Requirements:
Print the line containing "target | engine nacelle" and each line after it through the end, please, with nothing added.

Given records:
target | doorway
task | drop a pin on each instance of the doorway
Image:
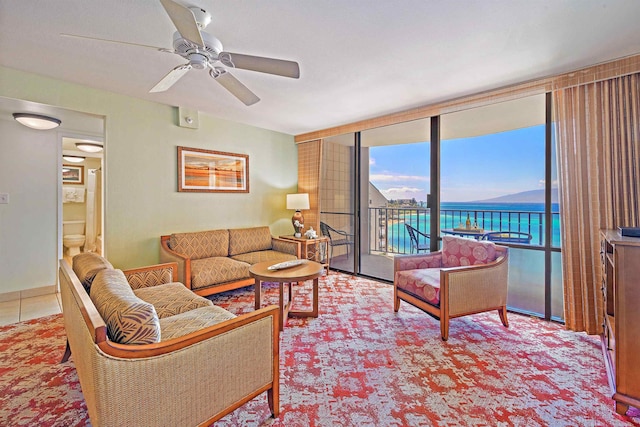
(81, 200)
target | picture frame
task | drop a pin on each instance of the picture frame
(73, 174)
(209, 171)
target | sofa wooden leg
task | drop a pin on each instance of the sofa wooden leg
(274, 404)
(502, 311)
(67, 353)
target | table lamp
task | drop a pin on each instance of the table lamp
(298, 202)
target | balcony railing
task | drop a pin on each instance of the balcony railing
(388, 234)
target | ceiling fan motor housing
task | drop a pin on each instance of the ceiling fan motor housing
(186, 48)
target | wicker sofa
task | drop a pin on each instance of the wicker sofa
(150, 352)
(218, 260)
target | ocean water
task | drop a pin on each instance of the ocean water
(525, 217)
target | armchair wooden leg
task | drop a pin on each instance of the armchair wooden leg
(67, 353)
(274, 404)
(444, 328)
(502, 311)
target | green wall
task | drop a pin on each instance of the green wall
(141, 200)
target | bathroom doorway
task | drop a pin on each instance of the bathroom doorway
(82, 195)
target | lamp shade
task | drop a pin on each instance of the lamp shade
(298, 201)
(36, 121)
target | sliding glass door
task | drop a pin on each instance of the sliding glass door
(494, 169)
(338, 200)
(493, 166)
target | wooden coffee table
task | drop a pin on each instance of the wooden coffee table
(309, 270)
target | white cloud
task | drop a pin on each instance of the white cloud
(397, 178)
(554, 183)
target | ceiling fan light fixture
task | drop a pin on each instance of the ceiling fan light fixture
(89, 147)
(74, 159)
(37, 121)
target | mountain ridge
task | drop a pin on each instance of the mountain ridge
(531, 196)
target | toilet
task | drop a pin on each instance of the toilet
(73, 236)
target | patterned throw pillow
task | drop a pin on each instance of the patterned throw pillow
(86, 265)
(129, 319)
(458, 251)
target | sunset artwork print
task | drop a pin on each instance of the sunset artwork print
(212, 171)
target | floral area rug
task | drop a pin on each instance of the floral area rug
(361, 364)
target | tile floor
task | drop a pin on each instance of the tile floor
(29, 308)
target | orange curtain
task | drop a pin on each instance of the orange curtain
(597, 133)
(309, 168)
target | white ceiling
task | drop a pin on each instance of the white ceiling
(358, 59)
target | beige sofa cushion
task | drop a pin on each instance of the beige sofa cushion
(171, 299)
(201, 244)
(149, 278)
(86, 265)
(213, 271)
(191, 321)
(259, 256)
(129, 319)
(243, 240)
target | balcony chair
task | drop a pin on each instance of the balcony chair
(336, 238)
(414, 235)
(466, 277)
(508, 237)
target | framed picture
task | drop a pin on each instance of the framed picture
(212, 171)
(72, 174)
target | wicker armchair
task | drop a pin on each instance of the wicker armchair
(465, 277)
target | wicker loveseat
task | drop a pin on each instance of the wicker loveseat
(149, 352)
(218, 260)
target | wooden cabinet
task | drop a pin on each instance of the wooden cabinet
(621, 337)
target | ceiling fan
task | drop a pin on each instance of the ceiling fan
(204, 51)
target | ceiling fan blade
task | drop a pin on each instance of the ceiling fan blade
(171, 78)
(161, 49)
(234, 86)
(184, 20)
(279, 67)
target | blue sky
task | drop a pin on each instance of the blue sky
(474, 168)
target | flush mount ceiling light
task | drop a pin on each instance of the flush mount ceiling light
(89, 147)
(73, 159)
(37, 121)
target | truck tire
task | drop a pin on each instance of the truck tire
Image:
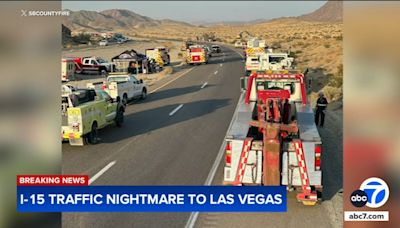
(93, 135)
(144, 94)
(119, 119)
(125, 99)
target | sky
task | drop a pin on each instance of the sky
(203, 11)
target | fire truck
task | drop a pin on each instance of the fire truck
(273, 139)
(196, 55)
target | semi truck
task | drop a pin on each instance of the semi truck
(273, 139)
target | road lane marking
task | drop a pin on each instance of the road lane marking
(175, 110)
(167, 83)
(194, 215)
(101, 172)
(204, 85)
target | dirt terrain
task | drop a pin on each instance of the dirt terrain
(110, 51)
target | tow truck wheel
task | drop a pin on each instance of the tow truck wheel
(119, 120)
(93, 135)
(144, 94)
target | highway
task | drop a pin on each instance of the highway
(171, 138)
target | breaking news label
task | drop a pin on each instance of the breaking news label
(71, 193)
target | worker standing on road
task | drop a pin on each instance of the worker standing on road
(320, 109)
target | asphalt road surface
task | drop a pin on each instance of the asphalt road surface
(171, 138)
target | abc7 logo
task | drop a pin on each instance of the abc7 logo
(373, 192)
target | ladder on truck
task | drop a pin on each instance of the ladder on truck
(243, 161)
(307, 196)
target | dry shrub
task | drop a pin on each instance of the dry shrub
(332, 93)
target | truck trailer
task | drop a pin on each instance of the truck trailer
(273, 139)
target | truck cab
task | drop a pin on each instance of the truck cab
(252, 64)
(275, 61)
(93, 65)
(126, 86)
(196, 55)
(85, 111)
(159, 54)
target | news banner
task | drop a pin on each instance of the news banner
(72, 193)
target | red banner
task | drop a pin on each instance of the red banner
(52, 180)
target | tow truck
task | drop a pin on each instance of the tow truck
(273, 139)
(85, 111)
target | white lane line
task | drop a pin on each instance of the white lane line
(194, 215)
(101, 172)
(175, 110)
(184, 73)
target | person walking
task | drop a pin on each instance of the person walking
(320, 109)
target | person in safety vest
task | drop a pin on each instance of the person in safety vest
(320, 109)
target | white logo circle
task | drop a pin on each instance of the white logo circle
(374, 187)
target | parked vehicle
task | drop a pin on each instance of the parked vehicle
(67, 69)
(215, 48)
(103, 43)
(238, 44)
(196, 55)
(128, 59)
(275, 61)
(159, 54)
(252, 64)
(85, 112)
(273, 139)
(92, 65)
(126, 86)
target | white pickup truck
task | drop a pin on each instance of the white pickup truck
(126, 86)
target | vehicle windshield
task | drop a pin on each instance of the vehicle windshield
(117, 79)
(276, 59)
(100, 60)
(277, 85)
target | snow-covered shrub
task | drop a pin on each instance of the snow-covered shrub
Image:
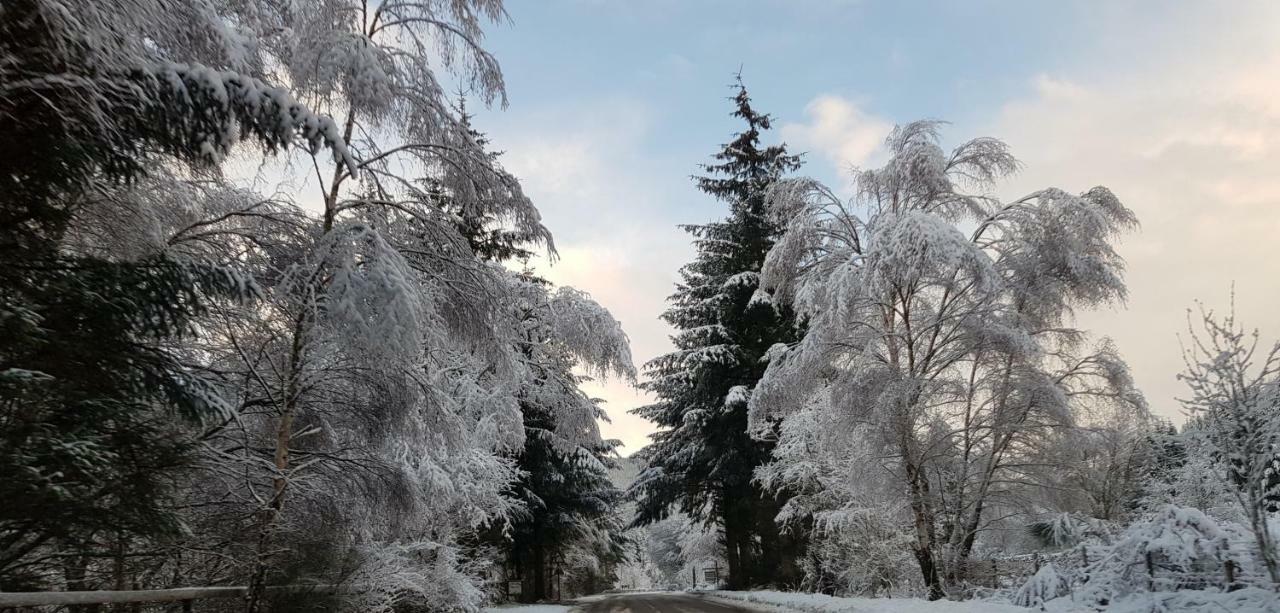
(1043, 586)
(1176, 548)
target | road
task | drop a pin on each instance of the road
(657, 603)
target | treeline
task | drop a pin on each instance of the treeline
(886, 394)
(344, 383)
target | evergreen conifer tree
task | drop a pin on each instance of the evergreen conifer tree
(702, 461)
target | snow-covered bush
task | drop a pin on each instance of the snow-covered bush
(1043, 586)
(1176, 548)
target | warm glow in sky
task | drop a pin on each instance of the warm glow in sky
(1175, 106)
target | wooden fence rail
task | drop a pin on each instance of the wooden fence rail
(186, 595)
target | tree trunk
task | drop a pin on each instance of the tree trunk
(734, 556)
(926, 535)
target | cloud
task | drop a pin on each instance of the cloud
(607, 202)
(840, 131)
(1192, 145)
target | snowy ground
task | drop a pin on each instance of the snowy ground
(819, 603)
(528, 608)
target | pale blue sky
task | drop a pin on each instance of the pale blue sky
(1174, 105)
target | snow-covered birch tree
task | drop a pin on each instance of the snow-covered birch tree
(938, 324)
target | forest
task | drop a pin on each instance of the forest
(353, 387)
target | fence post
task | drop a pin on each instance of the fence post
(1151, 572)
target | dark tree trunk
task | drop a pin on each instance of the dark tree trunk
(926, 535)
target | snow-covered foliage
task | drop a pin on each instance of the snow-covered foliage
(1043, 586)
(949, 352)
(1234, 405)
(357, 380)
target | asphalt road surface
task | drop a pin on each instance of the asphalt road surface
(657, 603)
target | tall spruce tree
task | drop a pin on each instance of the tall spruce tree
(567, 535)
(702, 460)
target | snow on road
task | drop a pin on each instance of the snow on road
(821, 603)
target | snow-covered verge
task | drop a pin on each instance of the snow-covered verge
(1247, 600)
(821, 603)
(528, 608)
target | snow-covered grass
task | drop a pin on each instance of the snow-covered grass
(821, 603)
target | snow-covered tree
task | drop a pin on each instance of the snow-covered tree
(95, 99)
(938, 325)
(1234, 402)
(702, 460)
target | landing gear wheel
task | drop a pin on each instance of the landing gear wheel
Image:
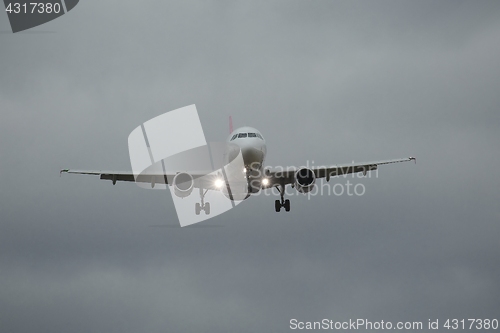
(287, 205)
(277, 206)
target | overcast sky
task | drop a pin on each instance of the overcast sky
(329, 81)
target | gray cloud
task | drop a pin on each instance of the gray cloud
(329, 81)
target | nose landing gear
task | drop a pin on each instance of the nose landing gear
(282, 203)
(205, 206)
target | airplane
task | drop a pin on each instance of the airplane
(251, 179)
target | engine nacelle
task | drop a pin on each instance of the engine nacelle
(183, 184)
(304, 180)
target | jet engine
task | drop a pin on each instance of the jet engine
(183, 184)
(304, 180)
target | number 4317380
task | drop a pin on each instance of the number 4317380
(33, 8)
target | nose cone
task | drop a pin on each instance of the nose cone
(252, 155)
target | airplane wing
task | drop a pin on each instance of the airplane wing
(283, 177)
(204, 180)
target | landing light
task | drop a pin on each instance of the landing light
(218, 183)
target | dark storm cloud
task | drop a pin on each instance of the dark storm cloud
(327, 81)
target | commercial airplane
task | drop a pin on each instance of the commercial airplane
(251, 178)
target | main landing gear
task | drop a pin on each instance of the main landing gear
(205, 206)
(282, 203)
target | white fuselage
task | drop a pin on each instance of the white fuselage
(250, 142)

Result:
target | engine nacelle
task | drop a pin on each instance of the engine nacelle
(183, 184)
(304, 180)
target | jet engine
task | drop a pin on each instance of the jet engine
(183, 184)
(304, 180)
target | number 4317380
task | drop a pin on each instance of the number 4317380
(33, 8)
target | nose cone
task | drop a pin on each instance of the nose cone
(252, 155)
target | airplane wing
task | drop a pin on each instance of the airplane wing
(283, 177)
(204, 180)
target | landing light
task | drop a pin on each instance of the landing light
(218, 183)
target | dark storm cloud
task | drop a pin on each instance of the dark storm cloud
(327, 81)
target | commercial airplane
task | drop a pin on each instance of the commercial airplane
(251, 178)
target | main landing gear
task | drop a pin on each instance of the main landing gear
(205, 206)
(282, 203)
target | white fuselage
task | drop a pin on each instance of the white fuselage
(250, 142)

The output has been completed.